## Lesetext
'''
Das Oberlandesgericht (OLG) in Köln hob jetzt den Freispruch eines Mannes auf, der Frauen im Internet als „Menschen zweiter Klasse“ bezeichnet hatte. Die Richter entschieden: Die Regelungen des § 130 StGB (Volksverhetzung) schützen auch Frauen bei Angriffen auf ihre Menschenwürde.
An einigen Zeitgenossen sind die Gleichberechtigungsdebatten der letzten Jahrzehnte spurlos vorbeigegangen. Auch das Grundgesetz, welches die Gleichheit der Geschlechter garantiert, ist ihnen anscheinend unbekannt. Wie ist es sonst zu erklären, wenn ein Mann auf einer von ihm betriebenen Internetseite in zahlreichen Beiträgen Frauen als „Menschen zweiter Klasse“, „minderwertige Menschen“ und „den Tieren näherstehend“ bezeichnet?
Für diese Aussagen verurteilte ihn das Amtsgericht Bonn zu einer Geldstrafe von 55 Tagessätzen. Das sah der Mann nicht ein und legte Berufung beim Landgericht Bonn ein.
Frauen nicht erkennbar – Freispruch
Aus rechtlich formalen Gründen wurde er dort freigesprochen. Die Richter waren der Meinung, dass der Paragraf 130 Abs. 1 Nr. 1 des Strafgesetzbuches (StGB) nur Gruppen schütze, die durch ihre politische oder weltanschauliche Überzeugung oder ihre sozialen oder wirtschaftlichen Verhältnisse, ihren Beruf oder ihre soziale Funktion erkennbar sind.
'''
## Vorliegendes Material
'''
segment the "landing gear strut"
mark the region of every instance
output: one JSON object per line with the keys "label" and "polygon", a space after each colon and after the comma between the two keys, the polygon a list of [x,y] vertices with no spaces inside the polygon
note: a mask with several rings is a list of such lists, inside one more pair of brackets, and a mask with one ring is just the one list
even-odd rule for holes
'''
## Arbeitsauftrag
Geben Sie aus dem Lesetext zum Kölner Urteil den Abschnitt wortgetreu aus. Setzen Sie bei den Worten „Frauen nicht erkennbar“ ein und enden Sie nach „Funktion erkennbar sind.“.

## Bearbeitete Aufgabe
Frauen nicht erkennbar – Freispruch
Aus rechtlich formalen Gründen wurde er dort freigesprochen. Die Richter waren der Meinung, dass der Paragraf 130 Abs. 1 Nr. 1 des Strafgesetzbuches (StGB) nur Gruppen schütze, die durch ihre politische oder weltanschauliche Überzeugung oder ihre sozialen oder wirtschaftlichen Verhältnisse, ihren Beruf oder ihre soziale Funktion erkennbar sind.